◆ **AIM OF THE TASK**
Set down exactly the lines that run from the line with "Would you point out the van side window" to the end of the data, and nothing else.

◆ **SUPPLIED MATERIAL**
--*--

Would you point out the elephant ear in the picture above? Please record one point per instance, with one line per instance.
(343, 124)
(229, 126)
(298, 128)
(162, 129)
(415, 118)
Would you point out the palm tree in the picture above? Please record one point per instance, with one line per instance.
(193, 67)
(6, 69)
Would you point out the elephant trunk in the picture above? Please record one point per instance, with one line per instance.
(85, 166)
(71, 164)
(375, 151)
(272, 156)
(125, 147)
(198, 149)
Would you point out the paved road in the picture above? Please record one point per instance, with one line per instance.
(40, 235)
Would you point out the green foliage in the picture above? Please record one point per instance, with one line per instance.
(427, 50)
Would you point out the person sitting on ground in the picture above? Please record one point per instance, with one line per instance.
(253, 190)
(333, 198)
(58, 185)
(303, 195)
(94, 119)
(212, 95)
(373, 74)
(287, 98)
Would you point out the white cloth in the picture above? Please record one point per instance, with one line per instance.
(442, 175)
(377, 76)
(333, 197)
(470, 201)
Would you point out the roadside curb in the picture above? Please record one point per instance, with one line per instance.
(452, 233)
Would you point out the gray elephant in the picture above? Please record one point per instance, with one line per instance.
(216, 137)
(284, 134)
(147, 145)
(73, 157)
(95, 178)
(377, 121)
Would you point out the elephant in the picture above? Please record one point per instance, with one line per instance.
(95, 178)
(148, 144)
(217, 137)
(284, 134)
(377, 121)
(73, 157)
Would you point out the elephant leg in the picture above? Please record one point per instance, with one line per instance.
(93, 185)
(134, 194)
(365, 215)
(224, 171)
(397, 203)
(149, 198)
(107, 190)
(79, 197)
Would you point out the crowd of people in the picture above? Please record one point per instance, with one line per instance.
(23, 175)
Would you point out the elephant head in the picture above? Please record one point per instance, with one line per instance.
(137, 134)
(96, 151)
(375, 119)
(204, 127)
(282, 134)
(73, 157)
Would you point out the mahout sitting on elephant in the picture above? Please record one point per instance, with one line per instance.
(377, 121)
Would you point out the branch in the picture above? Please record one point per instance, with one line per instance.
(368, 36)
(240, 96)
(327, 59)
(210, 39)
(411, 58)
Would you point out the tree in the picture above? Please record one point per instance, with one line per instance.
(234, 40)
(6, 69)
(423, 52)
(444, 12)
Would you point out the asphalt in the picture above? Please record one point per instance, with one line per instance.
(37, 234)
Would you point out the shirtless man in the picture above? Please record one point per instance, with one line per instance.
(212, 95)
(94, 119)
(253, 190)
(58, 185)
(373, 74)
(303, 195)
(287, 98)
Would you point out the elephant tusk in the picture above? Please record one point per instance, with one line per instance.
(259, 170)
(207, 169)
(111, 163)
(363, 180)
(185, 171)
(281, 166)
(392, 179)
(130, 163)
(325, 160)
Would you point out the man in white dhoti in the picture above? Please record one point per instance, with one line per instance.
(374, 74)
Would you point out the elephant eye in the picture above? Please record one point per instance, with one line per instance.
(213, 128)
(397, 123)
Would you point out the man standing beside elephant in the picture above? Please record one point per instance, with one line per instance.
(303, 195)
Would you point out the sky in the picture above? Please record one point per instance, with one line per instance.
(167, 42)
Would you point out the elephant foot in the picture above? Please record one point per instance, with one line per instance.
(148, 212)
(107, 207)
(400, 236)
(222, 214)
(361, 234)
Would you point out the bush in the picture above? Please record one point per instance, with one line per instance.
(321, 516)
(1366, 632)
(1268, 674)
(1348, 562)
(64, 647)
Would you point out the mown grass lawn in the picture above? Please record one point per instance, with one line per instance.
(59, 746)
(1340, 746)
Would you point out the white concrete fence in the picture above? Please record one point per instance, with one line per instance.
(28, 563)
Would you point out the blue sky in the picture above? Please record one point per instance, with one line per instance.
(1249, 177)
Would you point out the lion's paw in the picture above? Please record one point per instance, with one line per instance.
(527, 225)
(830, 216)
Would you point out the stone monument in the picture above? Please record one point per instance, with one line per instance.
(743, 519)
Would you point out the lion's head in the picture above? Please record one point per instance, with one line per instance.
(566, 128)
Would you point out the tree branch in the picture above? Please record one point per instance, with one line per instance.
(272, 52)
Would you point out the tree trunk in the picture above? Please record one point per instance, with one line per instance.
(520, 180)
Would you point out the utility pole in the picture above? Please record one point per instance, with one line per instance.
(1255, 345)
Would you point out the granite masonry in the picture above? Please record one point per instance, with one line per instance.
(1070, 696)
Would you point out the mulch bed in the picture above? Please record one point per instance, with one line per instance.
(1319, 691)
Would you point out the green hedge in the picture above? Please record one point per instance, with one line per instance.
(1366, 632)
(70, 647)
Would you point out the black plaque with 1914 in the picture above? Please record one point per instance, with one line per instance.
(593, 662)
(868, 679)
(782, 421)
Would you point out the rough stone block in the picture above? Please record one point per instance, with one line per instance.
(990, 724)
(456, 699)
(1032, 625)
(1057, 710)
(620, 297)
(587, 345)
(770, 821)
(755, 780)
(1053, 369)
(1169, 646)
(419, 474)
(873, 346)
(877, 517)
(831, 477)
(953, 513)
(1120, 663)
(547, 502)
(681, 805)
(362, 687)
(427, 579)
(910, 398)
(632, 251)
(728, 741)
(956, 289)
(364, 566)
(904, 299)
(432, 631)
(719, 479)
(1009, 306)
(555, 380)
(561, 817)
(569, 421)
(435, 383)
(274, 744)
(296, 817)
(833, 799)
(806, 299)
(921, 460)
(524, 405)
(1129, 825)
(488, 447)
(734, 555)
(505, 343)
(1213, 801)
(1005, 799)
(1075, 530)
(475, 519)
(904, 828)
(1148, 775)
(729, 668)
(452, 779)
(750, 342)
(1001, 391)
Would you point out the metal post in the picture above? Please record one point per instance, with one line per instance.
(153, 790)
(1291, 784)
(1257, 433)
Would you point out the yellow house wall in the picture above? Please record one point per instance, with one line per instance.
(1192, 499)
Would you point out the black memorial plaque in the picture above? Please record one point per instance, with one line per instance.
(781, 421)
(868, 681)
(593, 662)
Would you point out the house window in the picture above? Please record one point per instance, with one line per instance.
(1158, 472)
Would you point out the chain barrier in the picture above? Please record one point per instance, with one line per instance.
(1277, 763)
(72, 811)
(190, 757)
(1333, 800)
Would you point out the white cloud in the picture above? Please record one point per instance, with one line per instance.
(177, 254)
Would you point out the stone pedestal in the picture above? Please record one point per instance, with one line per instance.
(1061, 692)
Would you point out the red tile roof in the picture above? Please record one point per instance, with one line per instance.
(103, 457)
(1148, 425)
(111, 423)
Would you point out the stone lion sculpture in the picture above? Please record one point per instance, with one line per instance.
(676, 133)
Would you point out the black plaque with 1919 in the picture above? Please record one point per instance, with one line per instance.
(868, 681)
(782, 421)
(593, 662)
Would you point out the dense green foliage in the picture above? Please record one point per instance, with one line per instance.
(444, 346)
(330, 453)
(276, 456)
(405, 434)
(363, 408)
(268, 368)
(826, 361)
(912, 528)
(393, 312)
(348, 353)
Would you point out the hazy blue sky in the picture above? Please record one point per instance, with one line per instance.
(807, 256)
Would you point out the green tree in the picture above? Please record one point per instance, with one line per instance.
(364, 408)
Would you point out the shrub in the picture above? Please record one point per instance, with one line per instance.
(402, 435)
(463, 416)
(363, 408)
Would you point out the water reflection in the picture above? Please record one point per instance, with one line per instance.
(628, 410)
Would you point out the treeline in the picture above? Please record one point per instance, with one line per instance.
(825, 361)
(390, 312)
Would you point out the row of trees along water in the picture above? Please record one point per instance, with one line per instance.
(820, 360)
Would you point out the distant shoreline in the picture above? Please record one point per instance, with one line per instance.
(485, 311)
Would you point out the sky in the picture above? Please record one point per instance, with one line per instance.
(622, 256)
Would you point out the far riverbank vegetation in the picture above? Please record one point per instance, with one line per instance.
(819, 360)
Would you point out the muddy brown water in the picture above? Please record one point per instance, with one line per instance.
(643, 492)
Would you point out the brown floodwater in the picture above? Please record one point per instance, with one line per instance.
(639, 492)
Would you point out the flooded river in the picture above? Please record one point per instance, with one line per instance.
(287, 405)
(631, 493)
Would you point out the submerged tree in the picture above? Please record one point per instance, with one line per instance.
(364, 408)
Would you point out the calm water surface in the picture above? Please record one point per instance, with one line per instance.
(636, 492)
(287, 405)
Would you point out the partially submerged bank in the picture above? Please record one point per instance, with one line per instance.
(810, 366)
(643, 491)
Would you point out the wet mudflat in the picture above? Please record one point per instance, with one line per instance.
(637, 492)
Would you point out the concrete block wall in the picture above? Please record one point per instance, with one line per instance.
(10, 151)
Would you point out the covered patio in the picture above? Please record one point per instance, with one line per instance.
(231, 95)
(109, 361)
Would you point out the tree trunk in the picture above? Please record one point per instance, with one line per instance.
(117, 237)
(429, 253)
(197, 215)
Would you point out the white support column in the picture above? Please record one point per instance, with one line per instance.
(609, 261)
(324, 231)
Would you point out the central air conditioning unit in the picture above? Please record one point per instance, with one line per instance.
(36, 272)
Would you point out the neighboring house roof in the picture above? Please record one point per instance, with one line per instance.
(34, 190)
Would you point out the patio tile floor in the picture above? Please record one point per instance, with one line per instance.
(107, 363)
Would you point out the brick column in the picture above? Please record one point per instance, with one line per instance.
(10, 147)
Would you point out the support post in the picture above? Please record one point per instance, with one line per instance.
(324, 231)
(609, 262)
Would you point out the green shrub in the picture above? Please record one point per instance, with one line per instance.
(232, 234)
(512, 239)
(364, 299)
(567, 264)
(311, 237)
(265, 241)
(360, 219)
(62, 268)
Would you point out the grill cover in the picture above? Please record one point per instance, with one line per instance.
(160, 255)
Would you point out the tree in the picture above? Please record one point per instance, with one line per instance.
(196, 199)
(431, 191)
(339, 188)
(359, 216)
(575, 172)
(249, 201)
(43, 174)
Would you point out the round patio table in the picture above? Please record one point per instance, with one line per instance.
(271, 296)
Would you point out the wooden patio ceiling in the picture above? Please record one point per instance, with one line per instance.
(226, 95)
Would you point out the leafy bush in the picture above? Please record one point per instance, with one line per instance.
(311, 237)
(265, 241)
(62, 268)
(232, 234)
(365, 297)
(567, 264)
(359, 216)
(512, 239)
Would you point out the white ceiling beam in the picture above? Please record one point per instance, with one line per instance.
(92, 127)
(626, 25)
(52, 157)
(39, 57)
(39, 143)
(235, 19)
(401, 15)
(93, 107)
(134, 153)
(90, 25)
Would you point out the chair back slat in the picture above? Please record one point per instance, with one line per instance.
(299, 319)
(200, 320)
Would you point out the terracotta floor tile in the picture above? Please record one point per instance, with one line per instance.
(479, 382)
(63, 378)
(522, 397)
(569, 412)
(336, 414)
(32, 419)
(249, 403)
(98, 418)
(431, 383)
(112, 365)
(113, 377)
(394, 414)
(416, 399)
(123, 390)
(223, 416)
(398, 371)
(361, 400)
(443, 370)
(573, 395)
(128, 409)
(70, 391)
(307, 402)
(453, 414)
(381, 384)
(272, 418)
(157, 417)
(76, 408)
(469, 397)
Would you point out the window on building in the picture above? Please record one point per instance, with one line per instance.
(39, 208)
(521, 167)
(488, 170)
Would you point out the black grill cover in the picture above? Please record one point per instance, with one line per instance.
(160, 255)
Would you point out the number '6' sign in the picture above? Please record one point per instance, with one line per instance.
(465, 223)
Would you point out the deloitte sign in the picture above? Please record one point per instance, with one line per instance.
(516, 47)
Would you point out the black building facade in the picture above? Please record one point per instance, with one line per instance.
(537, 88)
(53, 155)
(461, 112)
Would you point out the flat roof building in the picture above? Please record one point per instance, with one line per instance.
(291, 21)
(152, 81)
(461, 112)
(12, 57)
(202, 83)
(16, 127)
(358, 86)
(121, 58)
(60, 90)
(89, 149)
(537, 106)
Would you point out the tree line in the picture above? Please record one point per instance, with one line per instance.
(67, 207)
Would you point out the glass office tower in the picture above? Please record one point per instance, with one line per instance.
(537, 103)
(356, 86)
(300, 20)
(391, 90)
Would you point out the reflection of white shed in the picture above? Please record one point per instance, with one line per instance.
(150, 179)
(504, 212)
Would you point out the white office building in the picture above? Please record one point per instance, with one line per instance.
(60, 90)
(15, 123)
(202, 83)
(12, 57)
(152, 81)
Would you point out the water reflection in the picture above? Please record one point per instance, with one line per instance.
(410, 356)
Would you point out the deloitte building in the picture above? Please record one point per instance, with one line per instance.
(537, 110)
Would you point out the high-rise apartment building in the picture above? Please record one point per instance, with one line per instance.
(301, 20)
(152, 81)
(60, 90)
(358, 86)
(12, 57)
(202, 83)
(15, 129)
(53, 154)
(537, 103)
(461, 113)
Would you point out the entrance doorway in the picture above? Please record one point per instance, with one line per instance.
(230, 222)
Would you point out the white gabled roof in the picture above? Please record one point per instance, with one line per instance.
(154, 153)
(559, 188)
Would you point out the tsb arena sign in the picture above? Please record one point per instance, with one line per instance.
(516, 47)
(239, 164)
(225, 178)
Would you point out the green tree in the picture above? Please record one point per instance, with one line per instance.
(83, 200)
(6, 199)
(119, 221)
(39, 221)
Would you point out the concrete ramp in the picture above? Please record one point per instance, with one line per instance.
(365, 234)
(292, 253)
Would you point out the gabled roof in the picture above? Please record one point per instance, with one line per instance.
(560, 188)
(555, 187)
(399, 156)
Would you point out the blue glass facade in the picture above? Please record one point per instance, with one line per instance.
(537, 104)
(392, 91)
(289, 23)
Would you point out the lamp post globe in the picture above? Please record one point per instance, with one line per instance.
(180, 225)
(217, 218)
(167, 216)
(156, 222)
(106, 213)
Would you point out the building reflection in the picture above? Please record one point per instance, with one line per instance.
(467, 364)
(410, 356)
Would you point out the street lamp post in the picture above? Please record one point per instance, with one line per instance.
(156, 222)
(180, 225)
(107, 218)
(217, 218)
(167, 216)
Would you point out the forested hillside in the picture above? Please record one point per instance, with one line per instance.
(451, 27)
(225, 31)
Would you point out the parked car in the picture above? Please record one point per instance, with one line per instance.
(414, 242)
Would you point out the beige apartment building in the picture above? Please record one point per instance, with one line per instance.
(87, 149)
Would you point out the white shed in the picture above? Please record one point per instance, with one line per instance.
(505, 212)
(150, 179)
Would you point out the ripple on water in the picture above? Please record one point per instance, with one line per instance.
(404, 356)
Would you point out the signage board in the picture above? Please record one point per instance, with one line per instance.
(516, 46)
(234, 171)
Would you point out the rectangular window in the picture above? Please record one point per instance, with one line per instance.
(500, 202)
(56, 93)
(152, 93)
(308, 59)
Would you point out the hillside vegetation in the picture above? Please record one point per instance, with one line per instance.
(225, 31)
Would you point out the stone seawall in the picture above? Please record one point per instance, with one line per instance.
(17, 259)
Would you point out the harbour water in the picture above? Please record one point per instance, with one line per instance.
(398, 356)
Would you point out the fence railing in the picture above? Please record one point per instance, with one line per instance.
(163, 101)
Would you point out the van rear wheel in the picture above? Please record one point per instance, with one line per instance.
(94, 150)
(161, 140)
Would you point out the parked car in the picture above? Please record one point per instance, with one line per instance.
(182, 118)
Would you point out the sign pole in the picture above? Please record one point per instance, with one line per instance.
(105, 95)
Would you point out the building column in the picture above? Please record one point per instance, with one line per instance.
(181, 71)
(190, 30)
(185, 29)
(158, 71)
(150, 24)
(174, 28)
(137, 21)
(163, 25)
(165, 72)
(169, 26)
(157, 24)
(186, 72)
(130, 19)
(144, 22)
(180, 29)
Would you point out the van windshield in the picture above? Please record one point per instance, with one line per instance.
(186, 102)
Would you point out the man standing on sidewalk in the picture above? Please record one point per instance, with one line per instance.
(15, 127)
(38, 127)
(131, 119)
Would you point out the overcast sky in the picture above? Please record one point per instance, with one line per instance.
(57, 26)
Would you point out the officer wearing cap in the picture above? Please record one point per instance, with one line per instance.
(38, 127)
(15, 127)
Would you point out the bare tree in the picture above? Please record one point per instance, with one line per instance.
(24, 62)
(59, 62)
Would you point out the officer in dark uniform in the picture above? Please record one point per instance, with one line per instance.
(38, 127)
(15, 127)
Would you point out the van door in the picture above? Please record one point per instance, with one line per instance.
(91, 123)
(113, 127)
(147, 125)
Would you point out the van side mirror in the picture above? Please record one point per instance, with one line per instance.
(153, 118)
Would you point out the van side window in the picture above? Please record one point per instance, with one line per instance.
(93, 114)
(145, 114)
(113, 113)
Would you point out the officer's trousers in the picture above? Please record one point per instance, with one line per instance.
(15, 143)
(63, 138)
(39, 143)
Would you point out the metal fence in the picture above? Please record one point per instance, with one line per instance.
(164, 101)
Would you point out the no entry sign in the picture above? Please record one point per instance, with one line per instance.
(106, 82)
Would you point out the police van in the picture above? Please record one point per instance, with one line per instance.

--*--

◆ **RESULT**
Would you point out the van side window in the picture above? Please record one point per instance, with one line per instance.
(93, 114)
(145, 114)
(113, 113)
Would you point out the officer's trousers in the picture above? Please record one point per instance, with one line per instance.
(15, 143)
(63, 138)
(39, 143)
Would you point out the metal fence in the picture above? Please record one point per instance, with one line per instance.
(164, 101)
Would you point out the no entry sign in the picture above? Please record one point per instance, with one line per instance.
(106, 82)
Would you point out the police van in the picture above? Please record one point per instance, with one line per instance.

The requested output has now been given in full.